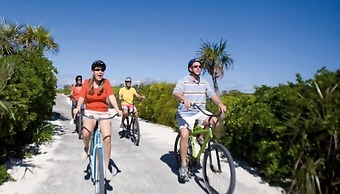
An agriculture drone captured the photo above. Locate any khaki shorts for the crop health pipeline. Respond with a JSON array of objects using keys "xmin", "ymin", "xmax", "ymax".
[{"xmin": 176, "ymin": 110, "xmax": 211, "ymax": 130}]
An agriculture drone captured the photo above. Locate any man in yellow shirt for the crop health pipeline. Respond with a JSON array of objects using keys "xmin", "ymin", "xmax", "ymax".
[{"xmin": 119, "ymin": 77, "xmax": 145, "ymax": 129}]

________________

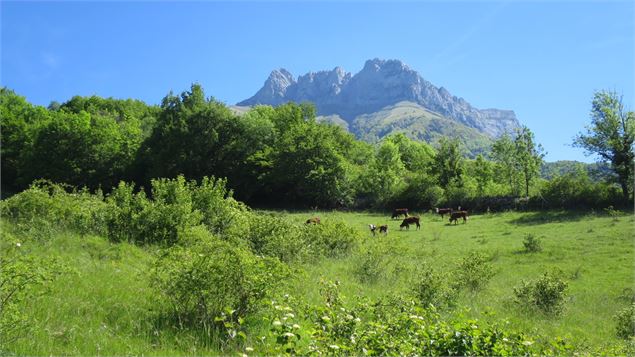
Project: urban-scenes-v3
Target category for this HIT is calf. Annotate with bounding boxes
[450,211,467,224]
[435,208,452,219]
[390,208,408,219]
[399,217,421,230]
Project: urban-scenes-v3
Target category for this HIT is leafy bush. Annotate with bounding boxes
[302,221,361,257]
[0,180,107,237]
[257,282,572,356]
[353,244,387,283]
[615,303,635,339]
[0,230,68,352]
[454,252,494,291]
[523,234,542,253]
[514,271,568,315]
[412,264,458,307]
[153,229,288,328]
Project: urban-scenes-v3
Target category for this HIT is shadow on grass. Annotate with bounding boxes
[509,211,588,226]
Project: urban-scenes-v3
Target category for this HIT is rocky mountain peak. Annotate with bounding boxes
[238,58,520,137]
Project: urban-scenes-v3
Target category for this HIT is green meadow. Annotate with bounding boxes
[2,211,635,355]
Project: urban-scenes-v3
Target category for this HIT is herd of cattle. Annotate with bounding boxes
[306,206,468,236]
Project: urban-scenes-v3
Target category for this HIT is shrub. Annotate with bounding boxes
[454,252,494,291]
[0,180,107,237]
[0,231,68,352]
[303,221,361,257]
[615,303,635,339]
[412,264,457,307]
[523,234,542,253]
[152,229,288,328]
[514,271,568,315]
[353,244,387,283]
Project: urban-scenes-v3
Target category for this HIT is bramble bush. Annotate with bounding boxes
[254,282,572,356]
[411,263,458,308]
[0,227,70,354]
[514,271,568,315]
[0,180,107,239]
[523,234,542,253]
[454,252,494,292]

________________

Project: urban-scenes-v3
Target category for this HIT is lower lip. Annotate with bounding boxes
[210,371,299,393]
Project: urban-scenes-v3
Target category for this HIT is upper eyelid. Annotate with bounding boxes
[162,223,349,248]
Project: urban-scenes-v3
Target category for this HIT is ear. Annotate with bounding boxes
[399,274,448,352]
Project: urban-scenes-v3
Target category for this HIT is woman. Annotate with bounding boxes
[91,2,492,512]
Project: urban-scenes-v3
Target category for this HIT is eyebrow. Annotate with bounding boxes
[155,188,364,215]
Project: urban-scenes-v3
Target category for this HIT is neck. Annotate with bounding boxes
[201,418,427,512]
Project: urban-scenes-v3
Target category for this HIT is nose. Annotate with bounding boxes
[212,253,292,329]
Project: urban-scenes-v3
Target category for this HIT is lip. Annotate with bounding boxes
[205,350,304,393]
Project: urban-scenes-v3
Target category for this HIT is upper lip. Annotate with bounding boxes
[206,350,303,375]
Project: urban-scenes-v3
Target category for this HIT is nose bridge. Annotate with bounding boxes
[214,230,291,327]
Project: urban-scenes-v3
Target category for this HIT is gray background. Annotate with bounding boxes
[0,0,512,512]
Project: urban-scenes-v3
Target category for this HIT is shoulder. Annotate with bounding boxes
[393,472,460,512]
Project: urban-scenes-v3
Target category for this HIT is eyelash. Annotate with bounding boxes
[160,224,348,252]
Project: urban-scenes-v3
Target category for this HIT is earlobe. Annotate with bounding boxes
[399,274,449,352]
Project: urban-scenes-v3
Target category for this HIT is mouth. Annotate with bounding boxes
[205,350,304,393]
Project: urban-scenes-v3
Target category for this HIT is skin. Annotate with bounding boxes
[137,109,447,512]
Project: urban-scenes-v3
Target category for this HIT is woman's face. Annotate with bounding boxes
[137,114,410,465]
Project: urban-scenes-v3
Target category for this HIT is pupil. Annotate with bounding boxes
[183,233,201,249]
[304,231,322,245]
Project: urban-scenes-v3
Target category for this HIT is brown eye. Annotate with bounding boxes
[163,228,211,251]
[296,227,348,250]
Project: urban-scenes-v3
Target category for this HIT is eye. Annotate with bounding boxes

________________

Short exercise. Copy out each line of the rows above that contains the string "upper". Case counts, so count a line only if the string appears with the same capitalization.

Output of the exercise.
Target category for this HIT is upper eyelid. Annotate with bounding boxes
Target category for this HIT is upper lip. Annotate with bounding boxes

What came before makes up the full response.